__Do this__: Nothing other than the lines from the one containing "the goalkeeper's gloves" through the close of the entries below should be printed, each exactly.

__________________________________________________

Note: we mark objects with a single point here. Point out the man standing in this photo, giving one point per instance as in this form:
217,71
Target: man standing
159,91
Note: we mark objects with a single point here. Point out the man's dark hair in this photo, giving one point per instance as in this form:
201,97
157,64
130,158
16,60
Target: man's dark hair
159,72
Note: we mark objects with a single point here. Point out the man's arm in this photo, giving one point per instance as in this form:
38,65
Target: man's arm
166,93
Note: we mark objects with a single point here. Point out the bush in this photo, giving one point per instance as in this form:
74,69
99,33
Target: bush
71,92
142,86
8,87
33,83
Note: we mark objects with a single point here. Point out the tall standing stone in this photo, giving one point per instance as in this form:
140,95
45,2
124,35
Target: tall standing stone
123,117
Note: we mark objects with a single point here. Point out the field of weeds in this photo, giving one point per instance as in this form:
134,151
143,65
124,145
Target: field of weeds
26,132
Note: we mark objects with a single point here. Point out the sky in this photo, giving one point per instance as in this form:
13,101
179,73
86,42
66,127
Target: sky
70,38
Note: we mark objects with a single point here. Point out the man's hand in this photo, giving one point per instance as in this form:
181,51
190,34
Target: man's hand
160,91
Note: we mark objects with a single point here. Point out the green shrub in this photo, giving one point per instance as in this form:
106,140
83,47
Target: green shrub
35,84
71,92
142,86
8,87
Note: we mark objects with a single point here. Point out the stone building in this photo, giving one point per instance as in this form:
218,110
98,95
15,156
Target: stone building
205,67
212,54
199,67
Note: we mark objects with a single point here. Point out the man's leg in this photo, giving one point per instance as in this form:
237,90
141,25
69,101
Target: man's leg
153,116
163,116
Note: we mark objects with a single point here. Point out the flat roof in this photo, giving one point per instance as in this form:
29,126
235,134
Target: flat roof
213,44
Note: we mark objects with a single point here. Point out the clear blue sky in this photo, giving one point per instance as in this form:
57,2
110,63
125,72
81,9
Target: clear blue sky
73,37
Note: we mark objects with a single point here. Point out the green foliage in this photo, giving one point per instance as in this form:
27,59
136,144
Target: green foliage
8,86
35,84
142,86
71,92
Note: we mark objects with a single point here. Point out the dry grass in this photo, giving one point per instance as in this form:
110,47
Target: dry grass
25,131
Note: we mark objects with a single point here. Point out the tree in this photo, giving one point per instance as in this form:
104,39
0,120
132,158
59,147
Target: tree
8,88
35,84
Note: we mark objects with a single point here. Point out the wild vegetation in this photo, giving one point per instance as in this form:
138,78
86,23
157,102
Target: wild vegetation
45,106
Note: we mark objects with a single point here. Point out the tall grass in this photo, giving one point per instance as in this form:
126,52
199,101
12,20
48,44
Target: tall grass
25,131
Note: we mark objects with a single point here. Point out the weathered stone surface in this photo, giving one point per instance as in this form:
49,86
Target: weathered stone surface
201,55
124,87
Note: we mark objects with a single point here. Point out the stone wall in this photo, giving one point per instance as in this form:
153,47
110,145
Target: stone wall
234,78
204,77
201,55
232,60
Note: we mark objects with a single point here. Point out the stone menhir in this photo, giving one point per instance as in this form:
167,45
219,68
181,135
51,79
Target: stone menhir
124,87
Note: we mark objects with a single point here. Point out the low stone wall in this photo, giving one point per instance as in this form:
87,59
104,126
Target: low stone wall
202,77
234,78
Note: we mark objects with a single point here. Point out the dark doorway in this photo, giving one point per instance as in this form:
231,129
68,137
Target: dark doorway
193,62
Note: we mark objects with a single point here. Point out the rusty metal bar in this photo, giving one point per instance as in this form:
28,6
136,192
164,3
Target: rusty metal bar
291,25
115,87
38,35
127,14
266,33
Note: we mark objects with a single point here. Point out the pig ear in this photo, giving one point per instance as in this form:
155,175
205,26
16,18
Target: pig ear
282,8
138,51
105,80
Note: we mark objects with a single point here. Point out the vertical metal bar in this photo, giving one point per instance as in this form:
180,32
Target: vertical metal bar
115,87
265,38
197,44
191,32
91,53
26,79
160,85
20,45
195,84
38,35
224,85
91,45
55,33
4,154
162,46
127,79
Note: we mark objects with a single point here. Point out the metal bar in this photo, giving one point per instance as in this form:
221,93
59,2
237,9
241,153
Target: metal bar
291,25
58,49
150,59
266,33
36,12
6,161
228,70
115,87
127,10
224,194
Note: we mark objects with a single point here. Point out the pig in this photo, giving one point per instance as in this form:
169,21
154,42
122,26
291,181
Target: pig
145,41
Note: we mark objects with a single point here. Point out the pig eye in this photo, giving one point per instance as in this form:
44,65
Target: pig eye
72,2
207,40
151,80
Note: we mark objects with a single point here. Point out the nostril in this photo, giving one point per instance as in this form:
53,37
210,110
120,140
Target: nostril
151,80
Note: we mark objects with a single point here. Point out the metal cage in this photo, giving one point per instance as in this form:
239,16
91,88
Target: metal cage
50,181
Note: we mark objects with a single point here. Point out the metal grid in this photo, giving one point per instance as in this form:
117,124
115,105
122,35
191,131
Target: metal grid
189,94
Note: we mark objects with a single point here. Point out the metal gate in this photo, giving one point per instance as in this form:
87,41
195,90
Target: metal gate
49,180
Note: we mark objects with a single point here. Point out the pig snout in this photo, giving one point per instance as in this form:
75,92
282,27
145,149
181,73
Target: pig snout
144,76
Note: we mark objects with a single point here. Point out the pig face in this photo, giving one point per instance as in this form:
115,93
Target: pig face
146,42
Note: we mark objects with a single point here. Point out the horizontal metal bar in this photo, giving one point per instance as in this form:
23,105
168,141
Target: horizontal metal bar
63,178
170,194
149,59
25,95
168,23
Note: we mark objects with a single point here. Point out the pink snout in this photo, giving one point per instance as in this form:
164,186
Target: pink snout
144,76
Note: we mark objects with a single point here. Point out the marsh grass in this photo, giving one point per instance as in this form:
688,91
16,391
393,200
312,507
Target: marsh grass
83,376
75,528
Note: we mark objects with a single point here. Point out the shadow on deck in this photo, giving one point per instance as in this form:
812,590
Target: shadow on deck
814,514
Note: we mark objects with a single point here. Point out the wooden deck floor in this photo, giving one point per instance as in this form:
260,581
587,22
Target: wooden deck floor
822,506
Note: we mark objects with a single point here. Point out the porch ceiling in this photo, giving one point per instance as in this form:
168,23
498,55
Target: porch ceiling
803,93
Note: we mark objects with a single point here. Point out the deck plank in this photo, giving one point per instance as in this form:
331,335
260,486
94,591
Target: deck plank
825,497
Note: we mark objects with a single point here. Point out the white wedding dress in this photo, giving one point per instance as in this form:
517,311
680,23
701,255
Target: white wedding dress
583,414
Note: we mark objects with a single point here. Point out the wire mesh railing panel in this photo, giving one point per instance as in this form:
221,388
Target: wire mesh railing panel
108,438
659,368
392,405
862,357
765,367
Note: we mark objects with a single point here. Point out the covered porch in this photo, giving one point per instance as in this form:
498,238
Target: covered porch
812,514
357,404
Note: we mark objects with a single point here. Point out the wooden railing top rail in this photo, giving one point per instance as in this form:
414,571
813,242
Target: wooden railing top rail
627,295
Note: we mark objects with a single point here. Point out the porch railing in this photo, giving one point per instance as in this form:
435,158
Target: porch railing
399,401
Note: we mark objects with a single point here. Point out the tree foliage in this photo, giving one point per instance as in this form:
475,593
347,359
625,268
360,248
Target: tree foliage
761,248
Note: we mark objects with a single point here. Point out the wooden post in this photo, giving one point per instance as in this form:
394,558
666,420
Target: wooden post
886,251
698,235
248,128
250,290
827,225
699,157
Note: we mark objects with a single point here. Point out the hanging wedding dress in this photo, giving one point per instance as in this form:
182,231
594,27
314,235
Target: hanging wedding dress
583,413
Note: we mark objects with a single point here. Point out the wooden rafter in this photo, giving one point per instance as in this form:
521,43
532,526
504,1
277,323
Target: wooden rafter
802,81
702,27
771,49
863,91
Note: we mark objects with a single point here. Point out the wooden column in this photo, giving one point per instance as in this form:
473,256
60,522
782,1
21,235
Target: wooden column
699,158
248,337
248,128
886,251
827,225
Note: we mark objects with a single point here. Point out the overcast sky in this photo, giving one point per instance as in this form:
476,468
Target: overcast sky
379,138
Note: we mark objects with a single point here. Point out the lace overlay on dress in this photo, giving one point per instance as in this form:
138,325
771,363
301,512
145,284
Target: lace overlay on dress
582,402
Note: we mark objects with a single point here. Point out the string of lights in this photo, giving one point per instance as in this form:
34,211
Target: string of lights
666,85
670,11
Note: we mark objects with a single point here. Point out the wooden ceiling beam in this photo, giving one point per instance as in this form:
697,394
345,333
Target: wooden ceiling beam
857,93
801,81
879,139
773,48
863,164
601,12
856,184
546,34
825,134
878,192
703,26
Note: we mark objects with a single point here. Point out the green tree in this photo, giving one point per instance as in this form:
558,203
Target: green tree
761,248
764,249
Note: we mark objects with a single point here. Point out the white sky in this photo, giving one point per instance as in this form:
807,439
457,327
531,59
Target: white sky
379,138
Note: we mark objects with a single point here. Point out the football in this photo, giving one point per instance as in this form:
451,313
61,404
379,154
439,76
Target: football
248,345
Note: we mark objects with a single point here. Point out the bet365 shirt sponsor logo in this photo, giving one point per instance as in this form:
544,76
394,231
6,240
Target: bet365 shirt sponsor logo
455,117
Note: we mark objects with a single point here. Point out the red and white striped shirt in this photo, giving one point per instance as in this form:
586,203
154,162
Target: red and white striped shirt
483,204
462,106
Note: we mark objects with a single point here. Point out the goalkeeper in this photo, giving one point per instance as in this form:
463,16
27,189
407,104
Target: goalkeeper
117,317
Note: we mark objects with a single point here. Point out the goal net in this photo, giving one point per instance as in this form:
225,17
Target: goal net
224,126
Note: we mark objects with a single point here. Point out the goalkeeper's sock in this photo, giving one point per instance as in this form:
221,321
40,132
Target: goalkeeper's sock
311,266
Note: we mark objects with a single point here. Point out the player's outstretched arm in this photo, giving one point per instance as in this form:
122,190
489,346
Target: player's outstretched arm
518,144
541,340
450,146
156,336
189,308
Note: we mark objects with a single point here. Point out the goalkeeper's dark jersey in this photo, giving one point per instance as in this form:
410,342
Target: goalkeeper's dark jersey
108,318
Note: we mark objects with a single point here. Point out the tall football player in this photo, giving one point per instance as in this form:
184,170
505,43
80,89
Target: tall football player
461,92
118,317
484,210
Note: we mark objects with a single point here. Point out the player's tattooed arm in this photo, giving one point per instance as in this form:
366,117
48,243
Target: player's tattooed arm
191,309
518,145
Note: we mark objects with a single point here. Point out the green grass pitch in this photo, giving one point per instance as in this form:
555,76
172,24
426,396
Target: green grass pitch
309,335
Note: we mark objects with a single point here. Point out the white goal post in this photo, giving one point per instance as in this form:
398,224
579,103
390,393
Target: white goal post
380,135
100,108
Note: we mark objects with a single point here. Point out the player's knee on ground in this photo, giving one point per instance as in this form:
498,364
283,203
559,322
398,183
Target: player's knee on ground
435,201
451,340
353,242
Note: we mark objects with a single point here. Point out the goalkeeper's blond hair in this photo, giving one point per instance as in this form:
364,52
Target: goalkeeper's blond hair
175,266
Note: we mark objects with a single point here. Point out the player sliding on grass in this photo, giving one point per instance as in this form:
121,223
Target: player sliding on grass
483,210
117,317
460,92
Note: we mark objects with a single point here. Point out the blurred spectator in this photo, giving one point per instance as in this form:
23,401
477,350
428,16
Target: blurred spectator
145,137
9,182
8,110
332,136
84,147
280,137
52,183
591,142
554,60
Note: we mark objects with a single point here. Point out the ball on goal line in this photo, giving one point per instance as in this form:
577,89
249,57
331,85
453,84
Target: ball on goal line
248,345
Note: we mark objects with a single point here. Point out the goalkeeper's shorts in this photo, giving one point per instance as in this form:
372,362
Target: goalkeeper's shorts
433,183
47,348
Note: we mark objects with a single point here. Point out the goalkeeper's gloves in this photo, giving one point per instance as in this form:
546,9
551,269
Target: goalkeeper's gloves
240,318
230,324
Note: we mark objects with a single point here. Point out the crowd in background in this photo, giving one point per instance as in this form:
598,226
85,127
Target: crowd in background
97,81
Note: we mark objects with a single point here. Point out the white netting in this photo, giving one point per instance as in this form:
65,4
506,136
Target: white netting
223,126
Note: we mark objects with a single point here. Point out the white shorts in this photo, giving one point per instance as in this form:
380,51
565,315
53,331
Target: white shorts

__________________________________________________

__Response to this task__:
Note: we mark objects with a single point here. Point out the goalkeeper's gloves in this photo, giving one point per instance as in this form:
546,9
551,269
Target: goalkeeper's gloves
240,318
230,324
Note: we mark objects with a single point here. Point out the crowd in background in this photo, giving one point per instance as in this form:
598,226
85,127
Target: crowd in background
97,81
Note: we mark objects with a single point here. Point out the white netting in this photo, giving one point per instance as in this form:
65,4
506,136
Target: white netting
223,126
Note: we mark objects with a single point here. Point out the white shorts in this photo, giving one point per instance as in this form:
380,51
565,315
53,331
Target: white shorts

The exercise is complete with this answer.